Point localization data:
"""
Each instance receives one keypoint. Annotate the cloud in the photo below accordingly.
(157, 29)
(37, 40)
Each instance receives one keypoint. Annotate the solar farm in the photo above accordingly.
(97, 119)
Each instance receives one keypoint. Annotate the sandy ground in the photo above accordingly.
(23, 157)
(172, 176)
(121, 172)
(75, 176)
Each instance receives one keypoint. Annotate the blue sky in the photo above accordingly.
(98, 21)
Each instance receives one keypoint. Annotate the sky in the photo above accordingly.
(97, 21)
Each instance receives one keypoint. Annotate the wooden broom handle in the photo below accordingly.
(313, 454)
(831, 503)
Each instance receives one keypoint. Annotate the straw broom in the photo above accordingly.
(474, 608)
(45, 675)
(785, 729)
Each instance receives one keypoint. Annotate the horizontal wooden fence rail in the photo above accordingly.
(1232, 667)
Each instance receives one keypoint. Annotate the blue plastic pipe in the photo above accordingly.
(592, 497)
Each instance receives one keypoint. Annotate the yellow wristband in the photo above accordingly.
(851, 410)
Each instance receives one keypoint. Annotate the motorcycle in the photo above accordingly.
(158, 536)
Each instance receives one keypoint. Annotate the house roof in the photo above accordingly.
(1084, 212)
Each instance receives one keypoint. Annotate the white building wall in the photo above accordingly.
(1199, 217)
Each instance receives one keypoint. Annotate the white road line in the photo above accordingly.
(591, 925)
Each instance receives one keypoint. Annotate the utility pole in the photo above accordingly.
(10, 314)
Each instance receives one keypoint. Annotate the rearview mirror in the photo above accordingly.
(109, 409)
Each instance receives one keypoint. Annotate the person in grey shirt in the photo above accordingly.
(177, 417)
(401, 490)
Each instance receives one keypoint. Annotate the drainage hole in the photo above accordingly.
"""
| What you are asked to do |
Retype the lines above without alteration. The first is the one containing "Each instance receives one keypoint. Annotate the white building", and the last is the final line of the data.

| Result of this exercise |
Each instance receives one keypoint. Annotate the white building wall in the photo above accordingly.
(1199, 217)
Each instance receives one keypoint. Annotate the white road line in the photo above accordingly.
(591, 925)
Each instance receives one keypoint. Annotate the utility pole in the photo above accordingly.
(10, 314)
Each instance receives one keypoint. Annotate the rearview mirror in the photo above accordingly.
(109, 409)
Each instance receives one keypoint. Annotate the person in grey shirt in the photo above accordingly.
(177, 417)
(401, 490)
Each instance receives one keypoint. Annotate the drainage hole in the photo above accordingly.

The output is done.